* Referring expression grounding data
※
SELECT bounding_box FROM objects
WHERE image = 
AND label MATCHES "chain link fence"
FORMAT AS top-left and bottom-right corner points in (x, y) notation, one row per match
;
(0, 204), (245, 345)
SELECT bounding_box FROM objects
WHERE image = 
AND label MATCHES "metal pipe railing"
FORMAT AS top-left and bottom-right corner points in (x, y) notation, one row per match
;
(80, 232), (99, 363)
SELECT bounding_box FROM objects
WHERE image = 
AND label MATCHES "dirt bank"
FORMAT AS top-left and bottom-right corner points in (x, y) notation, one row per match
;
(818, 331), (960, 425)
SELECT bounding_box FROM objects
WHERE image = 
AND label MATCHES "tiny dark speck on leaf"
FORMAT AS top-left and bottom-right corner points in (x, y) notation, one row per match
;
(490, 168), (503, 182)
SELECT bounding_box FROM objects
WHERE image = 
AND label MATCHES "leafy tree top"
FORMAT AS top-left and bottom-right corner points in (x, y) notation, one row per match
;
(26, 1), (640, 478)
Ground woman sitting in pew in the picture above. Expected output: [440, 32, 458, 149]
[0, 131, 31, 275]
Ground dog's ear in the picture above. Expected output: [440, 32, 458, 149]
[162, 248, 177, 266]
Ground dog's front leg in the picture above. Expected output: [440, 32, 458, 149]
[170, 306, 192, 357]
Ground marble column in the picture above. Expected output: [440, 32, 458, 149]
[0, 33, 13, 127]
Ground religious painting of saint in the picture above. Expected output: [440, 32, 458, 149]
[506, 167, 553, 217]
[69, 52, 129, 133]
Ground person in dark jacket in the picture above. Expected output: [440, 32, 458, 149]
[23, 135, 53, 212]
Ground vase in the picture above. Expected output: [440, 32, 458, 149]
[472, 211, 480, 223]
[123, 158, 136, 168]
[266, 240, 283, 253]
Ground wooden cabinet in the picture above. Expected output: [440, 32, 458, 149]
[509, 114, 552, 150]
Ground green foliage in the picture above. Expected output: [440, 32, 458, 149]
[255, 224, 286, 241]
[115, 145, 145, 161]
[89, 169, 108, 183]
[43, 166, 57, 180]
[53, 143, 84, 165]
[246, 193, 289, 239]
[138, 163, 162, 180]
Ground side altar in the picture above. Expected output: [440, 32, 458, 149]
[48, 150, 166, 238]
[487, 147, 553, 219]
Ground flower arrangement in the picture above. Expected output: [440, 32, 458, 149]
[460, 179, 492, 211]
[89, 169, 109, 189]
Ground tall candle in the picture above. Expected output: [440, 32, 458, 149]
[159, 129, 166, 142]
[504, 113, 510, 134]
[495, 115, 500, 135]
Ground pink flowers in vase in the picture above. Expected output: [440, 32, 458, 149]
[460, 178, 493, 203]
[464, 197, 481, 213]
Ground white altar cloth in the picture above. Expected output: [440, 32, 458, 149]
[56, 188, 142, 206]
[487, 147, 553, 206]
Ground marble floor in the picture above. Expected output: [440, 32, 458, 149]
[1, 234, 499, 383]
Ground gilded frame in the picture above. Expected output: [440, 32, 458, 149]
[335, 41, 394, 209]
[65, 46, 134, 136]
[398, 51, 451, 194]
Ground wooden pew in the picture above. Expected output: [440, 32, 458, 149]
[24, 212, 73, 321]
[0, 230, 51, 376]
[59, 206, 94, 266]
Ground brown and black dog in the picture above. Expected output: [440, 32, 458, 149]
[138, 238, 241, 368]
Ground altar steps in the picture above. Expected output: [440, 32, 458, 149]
※
* What the exercise asks
All records above must be set down exactly, please.

* Exercise result
SELECT bounding_box FROM objects
WHERE image = 
AND label MATCHES "chain link fence"
FORMAT AS top-left and bottom-right corner points in (x, y) notation, one row per match
;
(0, 204), (245, 345)
SELECT bounding_box FROM objects
WHERE image = 
AND label MATCHES "metal pipe railing"
FORMAT AS top-left and bottom-right corner points in (x, y) notation, one row per match
;
(80, 232), (99, 363)
SELECT bounding_box FROM objects
WHERE image = 
AND label MATCHES "dirt bank"
FORMAT AS top-left and bottom-right corner points in (x, y) notation, one row per match
;
(818, 331), (960, 425)
SELECT bounding_box FROM objects
WHERE image = 
AND label MATCHES "tiny dark speck on leaf"
FORMAT AS top-left and bottom-right corner points in (x, y) notation, one row per match
;
(490, 168), (503, 182)
SELECT bounding_box FROM objects
WHERE image = 
AND label MATCHES "leafy tree top"
FORMAT AS top-left and bottom-right corner points in (x, y) notation, one row per match
;
(26, 1), (640, 478)
Ground woman sitting in pew in the picture above. Expected output: [440, 32, 458, 149]
[0, 131, 31, 275]
Ground dog's ear in the picture above. Expected output: [440, 32, 458, 149]
[162, 248, 177, 266]
Ground dog's front leg in the picture above. Expected output: [440, 32, 458, 149]
[170, 306, 192, 357]
Ground marble column in the picture above. Expected output: [440, 32, 458, 149]
[0, 33, 13, 127]
Ground religious painting of saint in the picture above. Expected output: [440, 32, 458, 149]
[506, 167, 553, 217]
[69, 52, 129, 133]
Ground person in dark jacket in the picture above. Expected output: [440, 32, 458, 149]
[23, 135, 53, 212]
Ground vase in the picture above. Expected output: [440, 32, 458, 149]
[472, 211, 480, 223]
[123, 158, 136, 168]
[266, 240, 283, 253]
Ground wooden cabinet in the picture above. Expected output: [440, 32, 458, 149]
[509, 114, 552, 150]
Ground green foliage in the picture above. Expected output: [440, 32, 458, 149]
[255, 224, 286, 241]
[115, 145, 145, 161]
[89, 169, 108, 183]
[43, 166, 57, 180]
[53, 143, 84, 165]
[246, 193, 289, 239]
[138, 163, 162, 180]
Ground side altar in the picture above. Expected output: [440, 32, 458, 149]
[48, 150, 166, 238]
[487, 147, 553, 219]
Ground flower arrangement in the picture above. Expected output: [440, 32, 458, 149]
[460, 179, 492, 211]
[89, 169, 109, 189]
Ground tall candle in the picture above. Expected output: [440, 32, 458, 149]
[159, 129, 166, 142]
[504, 113, 510, 134]
[495, 115, 500, 135]
Ground pink flowers in vase in the picture above. Expected output: [440, 32, 458, 149]
[460, 178, 493, 203]
[464, 197, 481, 213]
Ground white altar cloth in the picture above. Expected output: [440, 32, 458, 149]
[56, 188, 142, 206]
[487, 147, 553, 206]
Ground marble floor in the picture above. Expected output: [440, 32, 458, 149]
[1, 234, 499, 383]
Ground gilded frame in the picture above. Expected output: [440, 32, 458, 149]
[335, 41, 394, 209]
[65, 46, 134, 136]
[398, 51, 451, 194]
Ground wooden pew in the picture above. Expected output: [440, 32, 458, 149]
[24, 212, 73, 321]
[0, 230, 51, 376]
[59, 206, 94, 266]
Ground brown and black dog in the picture above. Expected output: [440, 32, 458, 149]
[138, 238, 241, 368]
Ground altar steps in the picture above. Expected output: [440, 32, 458, 149]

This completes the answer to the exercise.